* _REQUIREMENTS_
Show every line from the items below that contains the word "gold", copying each line in full.

* _PROVIDED MATERIAL_
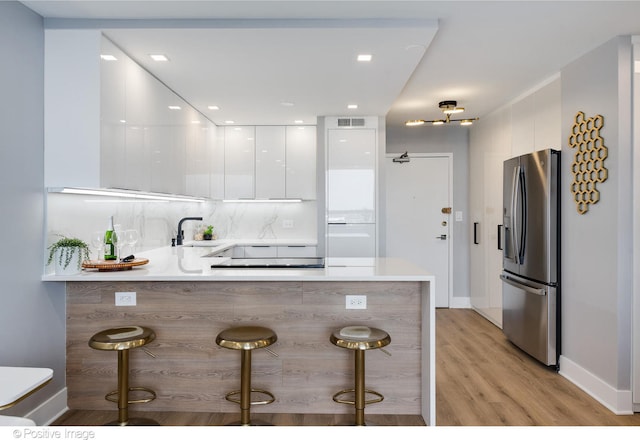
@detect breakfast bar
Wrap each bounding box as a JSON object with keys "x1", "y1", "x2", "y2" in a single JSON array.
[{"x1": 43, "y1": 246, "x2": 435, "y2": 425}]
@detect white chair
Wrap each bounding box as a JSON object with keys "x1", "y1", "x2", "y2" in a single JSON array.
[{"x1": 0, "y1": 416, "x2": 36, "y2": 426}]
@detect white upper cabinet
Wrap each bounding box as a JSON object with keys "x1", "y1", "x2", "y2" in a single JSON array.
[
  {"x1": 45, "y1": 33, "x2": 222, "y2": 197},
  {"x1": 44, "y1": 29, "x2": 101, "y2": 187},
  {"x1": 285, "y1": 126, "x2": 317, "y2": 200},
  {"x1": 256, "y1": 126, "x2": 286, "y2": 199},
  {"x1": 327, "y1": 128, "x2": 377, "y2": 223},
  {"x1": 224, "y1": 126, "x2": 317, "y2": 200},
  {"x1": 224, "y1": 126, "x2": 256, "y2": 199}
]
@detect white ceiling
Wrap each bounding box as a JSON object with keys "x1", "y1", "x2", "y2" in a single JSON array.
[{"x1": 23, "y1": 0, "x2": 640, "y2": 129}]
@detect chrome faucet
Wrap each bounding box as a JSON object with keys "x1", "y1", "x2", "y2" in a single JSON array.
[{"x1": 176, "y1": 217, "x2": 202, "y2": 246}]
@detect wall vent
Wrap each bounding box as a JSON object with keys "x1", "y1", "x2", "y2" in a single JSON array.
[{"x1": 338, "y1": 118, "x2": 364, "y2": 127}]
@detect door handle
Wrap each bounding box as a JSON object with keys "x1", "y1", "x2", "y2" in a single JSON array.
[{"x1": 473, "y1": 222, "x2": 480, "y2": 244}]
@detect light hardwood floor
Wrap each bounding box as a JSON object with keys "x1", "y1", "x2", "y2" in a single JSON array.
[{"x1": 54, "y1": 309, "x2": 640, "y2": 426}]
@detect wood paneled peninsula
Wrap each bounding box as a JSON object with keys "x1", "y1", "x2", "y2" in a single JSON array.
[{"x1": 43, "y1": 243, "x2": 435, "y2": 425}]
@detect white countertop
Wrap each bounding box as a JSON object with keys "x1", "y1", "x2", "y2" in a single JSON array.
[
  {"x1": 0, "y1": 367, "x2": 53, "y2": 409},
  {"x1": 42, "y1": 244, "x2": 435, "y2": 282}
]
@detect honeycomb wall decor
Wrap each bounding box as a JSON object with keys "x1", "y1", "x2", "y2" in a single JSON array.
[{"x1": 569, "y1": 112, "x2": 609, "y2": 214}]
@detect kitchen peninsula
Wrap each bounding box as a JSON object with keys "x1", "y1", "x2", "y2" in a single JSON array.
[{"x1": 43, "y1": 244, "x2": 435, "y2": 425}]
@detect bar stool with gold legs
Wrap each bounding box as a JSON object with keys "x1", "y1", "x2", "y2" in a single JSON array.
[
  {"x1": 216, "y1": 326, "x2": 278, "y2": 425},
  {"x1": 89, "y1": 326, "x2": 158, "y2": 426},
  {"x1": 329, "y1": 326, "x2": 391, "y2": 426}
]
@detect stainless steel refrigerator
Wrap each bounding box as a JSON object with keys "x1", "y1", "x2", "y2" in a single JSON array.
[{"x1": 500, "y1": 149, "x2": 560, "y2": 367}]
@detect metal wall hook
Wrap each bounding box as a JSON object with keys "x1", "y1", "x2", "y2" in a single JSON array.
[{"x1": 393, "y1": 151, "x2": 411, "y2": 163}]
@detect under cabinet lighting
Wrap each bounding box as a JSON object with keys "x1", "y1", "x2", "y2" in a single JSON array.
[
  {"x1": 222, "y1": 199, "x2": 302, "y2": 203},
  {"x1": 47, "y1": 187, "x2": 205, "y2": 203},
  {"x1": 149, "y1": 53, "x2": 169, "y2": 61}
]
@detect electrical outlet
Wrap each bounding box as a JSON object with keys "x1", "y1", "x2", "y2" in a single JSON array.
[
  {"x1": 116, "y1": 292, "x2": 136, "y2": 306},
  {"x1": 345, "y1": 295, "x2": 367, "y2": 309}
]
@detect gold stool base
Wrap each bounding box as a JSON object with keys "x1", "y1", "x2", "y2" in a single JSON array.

* _FINISHED TASK_
@detect bar stool with gold legs
@detect gold stool base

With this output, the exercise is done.